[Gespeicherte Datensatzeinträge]
╭──
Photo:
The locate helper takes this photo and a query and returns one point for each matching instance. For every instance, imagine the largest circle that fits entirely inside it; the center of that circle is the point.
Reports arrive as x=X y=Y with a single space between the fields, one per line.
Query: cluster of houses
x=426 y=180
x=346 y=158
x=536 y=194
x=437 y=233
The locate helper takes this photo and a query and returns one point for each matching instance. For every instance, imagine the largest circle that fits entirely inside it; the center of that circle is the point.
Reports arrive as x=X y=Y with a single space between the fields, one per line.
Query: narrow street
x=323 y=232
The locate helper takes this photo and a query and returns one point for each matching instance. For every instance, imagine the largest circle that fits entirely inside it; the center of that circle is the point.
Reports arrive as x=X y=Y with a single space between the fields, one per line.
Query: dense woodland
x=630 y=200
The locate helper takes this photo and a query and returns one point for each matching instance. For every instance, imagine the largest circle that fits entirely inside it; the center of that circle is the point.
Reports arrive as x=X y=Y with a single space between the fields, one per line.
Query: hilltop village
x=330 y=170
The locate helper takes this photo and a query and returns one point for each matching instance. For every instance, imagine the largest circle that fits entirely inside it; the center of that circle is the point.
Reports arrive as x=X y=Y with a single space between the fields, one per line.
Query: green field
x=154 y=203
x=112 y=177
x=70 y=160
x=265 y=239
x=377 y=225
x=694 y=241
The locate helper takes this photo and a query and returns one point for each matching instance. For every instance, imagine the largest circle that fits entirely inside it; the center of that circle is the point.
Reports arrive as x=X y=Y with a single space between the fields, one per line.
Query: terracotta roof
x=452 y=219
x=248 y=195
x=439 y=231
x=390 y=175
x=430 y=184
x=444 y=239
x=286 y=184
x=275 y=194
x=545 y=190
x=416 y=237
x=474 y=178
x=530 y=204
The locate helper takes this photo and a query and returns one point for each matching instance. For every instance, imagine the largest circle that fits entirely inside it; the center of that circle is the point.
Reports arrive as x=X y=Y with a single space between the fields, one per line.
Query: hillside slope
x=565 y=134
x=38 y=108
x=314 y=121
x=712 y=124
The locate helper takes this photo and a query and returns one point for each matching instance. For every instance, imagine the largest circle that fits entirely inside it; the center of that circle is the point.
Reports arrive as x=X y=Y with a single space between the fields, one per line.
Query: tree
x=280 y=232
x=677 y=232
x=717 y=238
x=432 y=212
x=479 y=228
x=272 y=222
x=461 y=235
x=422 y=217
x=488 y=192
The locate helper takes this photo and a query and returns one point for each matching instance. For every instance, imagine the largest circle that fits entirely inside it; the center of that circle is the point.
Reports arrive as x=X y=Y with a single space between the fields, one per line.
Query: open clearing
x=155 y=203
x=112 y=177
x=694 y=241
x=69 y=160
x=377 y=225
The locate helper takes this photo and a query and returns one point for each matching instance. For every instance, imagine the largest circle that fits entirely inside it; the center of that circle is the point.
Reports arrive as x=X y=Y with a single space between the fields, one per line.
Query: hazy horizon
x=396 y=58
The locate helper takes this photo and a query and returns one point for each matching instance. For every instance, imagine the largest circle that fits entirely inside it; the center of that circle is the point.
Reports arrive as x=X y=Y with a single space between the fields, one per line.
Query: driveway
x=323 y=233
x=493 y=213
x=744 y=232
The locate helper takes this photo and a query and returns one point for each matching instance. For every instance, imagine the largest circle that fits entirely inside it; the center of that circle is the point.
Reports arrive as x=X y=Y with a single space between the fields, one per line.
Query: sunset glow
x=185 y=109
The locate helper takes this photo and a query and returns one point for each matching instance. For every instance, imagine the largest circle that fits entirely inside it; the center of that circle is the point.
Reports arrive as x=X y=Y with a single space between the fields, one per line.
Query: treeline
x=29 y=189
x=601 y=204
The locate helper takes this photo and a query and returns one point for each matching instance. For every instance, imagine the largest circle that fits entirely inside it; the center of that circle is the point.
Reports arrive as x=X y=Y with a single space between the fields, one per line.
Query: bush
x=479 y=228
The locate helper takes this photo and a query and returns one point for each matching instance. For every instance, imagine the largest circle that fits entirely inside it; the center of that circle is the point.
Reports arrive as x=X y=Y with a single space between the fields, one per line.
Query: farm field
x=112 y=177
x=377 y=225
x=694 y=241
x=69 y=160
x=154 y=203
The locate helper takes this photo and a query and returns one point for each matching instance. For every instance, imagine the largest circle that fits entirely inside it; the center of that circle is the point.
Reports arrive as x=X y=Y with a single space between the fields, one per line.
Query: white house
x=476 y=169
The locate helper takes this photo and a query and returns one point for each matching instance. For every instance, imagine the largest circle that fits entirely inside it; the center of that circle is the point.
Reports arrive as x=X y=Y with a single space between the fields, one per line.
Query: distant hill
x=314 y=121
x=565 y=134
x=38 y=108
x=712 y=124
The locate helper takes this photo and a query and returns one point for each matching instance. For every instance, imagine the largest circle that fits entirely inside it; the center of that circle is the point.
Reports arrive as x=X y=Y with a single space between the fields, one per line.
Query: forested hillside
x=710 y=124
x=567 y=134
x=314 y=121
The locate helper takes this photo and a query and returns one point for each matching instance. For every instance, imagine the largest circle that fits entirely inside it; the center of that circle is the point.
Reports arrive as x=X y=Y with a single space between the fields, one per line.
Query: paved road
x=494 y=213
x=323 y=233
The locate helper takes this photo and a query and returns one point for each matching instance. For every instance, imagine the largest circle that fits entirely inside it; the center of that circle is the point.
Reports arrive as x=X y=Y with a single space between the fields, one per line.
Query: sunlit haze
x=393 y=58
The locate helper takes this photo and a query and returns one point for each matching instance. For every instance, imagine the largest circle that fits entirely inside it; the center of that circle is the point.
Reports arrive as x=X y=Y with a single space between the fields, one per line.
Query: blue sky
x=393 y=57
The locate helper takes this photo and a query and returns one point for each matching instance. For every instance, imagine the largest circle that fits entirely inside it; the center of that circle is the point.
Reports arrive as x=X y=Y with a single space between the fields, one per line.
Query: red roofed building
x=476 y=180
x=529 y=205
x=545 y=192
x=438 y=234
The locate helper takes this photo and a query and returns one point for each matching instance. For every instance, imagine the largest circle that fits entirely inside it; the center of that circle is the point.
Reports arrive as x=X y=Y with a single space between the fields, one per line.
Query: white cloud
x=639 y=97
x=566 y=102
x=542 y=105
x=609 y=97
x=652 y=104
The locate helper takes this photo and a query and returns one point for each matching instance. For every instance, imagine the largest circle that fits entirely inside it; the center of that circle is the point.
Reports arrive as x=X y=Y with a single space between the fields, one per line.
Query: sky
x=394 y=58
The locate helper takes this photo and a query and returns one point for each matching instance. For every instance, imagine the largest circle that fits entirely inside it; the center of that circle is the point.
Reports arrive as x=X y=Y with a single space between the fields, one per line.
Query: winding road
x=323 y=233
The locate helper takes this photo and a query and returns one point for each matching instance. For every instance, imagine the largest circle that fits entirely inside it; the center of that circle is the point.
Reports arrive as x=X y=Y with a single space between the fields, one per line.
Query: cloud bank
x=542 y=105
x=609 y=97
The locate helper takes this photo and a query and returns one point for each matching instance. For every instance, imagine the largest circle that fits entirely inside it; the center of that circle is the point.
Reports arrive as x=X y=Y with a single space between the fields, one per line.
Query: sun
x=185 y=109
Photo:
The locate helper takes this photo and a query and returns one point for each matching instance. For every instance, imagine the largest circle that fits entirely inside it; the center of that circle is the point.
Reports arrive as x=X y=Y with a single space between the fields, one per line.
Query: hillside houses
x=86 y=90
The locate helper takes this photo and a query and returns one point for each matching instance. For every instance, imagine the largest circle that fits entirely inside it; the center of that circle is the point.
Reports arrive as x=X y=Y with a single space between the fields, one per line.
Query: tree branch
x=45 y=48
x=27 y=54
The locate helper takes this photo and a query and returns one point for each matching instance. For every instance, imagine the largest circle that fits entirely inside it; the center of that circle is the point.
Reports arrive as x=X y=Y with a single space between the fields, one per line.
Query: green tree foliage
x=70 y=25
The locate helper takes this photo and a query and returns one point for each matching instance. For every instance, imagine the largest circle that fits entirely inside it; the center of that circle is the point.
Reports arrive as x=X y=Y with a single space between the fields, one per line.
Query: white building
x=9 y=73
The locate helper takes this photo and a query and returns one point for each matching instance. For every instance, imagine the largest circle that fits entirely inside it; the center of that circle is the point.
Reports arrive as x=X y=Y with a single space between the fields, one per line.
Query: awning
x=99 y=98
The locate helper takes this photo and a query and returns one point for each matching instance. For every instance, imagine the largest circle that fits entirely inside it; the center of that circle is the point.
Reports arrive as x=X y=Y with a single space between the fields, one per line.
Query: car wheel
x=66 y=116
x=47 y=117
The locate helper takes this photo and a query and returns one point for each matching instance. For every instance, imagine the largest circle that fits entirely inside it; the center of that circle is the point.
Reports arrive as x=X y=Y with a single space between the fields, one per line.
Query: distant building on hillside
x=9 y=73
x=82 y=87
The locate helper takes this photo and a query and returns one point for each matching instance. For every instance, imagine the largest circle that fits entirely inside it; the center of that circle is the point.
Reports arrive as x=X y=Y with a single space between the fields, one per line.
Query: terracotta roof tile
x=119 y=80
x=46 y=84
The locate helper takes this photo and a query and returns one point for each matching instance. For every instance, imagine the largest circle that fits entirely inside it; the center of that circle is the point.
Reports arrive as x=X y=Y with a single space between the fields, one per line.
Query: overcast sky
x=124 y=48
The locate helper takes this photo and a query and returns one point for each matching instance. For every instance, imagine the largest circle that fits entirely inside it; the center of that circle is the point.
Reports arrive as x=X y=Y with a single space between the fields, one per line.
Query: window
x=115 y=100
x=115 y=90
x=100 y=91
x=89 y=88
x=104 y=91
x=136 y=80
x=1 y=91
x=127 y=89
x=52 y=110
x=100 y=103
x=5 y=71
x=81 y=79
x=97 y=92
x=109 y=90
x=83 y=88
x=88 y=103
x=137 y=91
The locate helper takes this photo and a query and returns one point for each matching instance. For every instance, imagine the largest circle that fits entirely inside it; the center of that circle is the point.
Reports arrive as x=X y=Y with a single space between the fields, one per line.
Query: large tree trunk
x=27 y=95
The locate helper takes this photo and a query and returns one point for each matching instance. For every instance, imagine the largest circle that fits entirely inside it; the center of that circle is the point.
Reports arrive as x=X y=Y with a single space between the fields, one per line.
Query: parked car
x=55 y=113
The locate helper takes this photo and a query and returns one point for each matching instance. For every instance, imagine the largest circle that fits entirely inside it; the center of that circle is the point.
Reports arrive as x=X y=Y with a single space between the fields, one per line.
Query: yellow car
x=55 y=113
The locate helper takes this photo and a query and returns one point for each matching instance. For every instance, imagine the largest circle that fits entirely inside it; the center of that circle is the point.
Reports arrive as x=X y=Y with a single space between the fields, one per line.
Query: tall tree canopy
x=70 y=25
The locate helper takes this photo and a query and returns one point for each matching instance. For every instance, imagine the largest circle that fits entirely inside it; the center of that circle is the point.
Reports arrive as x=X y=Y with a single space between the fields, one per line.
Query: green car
╰──
▶ **Zu lösende Aufgabe**: Filtere aus den Zeilen oben jede heraus, die das Wort „road“ enthält, und gib diese Zeilen unverändert wieder. Groß- und Kleinschreibung wird beachtet.

▶ **Antwort**:
Query: paved road
Query: winding road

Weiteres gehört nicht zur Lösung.